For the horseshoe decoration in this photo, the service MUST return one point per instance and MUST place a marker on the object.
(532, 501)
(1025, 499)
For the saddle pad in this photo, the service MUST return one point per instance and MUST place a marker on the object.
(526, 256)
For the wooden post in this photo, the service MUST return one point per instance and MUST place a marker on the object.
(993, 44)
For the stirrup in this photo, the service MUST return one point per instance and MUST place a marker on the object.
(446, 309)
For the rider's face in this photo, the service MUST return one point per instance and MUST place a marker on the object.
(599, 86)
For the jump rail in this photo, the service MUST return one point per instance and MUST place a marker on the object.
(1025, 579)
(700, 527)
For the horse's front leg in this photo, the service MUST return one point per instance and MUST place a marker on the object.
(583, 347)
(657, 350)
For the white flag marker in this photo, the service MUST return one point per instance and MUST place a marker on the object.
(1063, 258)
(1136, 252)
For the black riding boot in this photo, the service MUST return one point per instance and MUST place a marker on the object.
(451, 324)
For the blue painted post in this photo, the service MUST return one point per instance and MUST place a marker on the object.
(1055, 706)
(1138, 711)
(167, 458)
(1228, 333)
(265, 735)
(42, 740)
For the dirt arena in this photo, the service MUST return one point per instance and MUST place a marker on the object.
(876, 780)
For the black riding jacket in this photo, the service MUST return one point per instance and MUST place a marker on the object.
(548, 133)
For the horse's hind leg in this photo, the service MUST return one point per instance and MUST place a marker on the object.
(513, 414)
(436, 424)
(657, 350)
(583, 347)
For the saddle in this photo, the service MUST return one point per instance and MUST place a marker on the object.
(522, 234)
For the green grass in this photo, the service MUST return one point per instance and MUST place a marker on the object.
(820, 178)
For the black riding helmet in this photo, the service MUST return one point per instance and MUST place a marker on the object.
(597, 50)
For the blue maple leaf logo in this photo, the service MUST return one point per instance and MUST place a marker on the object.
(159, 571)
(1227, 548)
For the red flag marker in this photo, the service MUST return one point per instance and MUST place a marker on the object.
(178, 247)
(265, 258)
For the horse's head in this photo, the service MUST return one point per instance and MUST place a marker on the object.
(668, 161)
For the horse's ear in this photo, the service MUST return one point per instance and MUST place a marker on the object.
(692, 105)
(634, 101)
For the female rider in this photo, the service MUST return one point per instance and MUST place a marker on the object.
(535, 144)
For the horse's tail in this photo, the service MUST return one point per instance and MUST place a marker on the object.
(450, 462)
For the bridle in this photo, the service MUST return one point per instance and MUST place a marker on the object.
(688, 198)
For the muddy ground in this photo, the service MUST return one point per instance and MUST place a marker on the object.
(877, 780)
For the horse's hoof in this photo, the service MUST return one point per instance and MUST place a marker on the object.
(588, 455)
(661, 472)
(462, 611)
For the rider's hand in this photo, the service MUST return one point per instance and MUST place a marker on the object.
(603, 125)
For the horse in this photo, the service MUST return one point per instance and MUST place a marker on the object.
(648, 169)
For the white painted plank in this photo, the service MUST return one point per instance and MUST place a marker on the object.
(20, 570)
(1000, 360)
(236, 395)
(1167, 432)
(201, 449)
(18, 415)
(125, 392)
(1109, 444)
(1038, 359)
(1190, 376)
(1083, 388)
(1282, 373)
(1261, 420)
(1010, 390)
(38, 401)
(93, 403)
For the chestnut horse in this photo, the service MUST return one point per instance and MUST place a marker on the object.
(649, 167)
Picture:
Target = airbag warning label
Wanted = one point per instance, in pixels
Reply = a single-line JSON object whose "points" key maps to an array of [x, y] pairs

Exercise description: What you write must match the records above line for line.

Written answer:
For the horseshoe decoration in this photo, the service MUST return one point per instance and MUST place a marker on the object.
(532, 501)
(1025, 499)
For the saddle pad in this photo, the service MUST return one point per instance and MUST place a marker on the object.
(526, 256)
For the wooden post in this photo, the service MUST return one point per instance and MUST place a marker on the object.
(993, 44)
For the stirrup in this photo, the service MUST return one point per instance and MUST place a marker on the object.
(446, 309)
For the rider's face in this photo, the service MUST return one point per instance and MUST place a marker on the object.
(599, 86)
For the jump rail in this photo, the service MUST return one point per instance and MUST place a marker on the object.
(1025, 579)
(700, 527)
For the horse's front leg in this photo, the service MUST return one point per instance and MUST place a marker on the object.
(583, 347)
(657, 350)
For the white flag marker in this photo, the service MUST return one point per instance and MUST place a marker on the object.
(1063, 258)
(1136, 252)
For the black riding boot in this photo, the service MUST return one point per instance and MUST place a marker on the object.
(451, 324)
For the blue painted post in this photo, the service MUST return one point per instance and MUST place a marker on the object.
(1055, 706)
(1138, 711)
(167, 458)
(1228, 333)
(265, 735)
(42, 740)
For the dirt arena in this photo, the service MUST return one point per instance and MUST place a marker on the object.
(876, 780)
For the black riding jacket in this photo, the service MUST return one point per instance and MUST place a marker on the object.
(548, 133)
For the horse's hind leg in this photo, the service MUST return one point per instance and MUST place a marker on the object.
(513, 414)
(436, 424)
(657, 350)
(583, 347)
For the saddle in this photo, the service MUST return one point per instance and MUST place a marker on the object.
(522, 234)
For the green grass in this photo, the service MUST return one point per instance and MUST place a marker on the object.
(820, 178)
For the black riding helmet in this photo, the service MUST return one point per instance and MUST place a marker on the object.
(597, 50)
For the blue maple leaf logo in this photo, the service MUST return one point per instance and MUST place a marker on the object.
(159, 571)
(1227, 548)
For the red flag marker in this photo, the service MUST return one point per instance and MUST place a marker on the object.
(178, 247)
(265, 258)
For the horse's head in this photo, the service MUST return one point per instance and MUST place a marker on the object.
(668, 161)
For the horse's ear in this photo, the service MUST return one point per instance and MUST place a marker on the object.
(692, 105)
(634, 101)
For the female rider in this photo, the service MUST return one point per instance and MUST place a marker on the object.
(535, 144)
For the horse's tail in this photo, the service MUST return one point per instance and MUST place a marker on the object.
(450, 462)
For the bridle in this photo, the service MUST return one point per instance and MUST place a marker on the object.
(688, 198)
For the muddy ground in this photo, the service MUST return one point per instance and MUST place a marker on the object.
(877, 780)
For the horse's hoof in this photo, the service MUST return one point per instance and MUST place a marker on the object.
(588, 455)
(661, 472)
(462, 611)
For the rider's hand in this photo, the service MUST return one point per instance and MUST place a marker on the object.
(603, 125)
For the horse in this photo, the service MUST return one point per instance and MUST place a marker on the object.
(648, 169)
For the white painted plank in this photo, the service MUST return one point per instance and MUST place a marker on the object.
(20, 570)
(1000, 360)
(236, 395)
(1167, 432)
(201, 449)
(18, 415)
(125, 392)
(1109, 444)
(1038, 359)
(1190, 376)
(1083, 388)
(1282, 373)
(1261, 420)
(1010, 390)
(38, 401)
(93, 403)
For the chestnut horse in this photo, the service MUST return one point per instance and MUST place a marker on the object.
(649, 167)
Picture:
Target = airbag warning label
Wanted = one point per instance, in pixels
Reply = a single-line JSON object whose "points" key maps to an array of [x, y] pairs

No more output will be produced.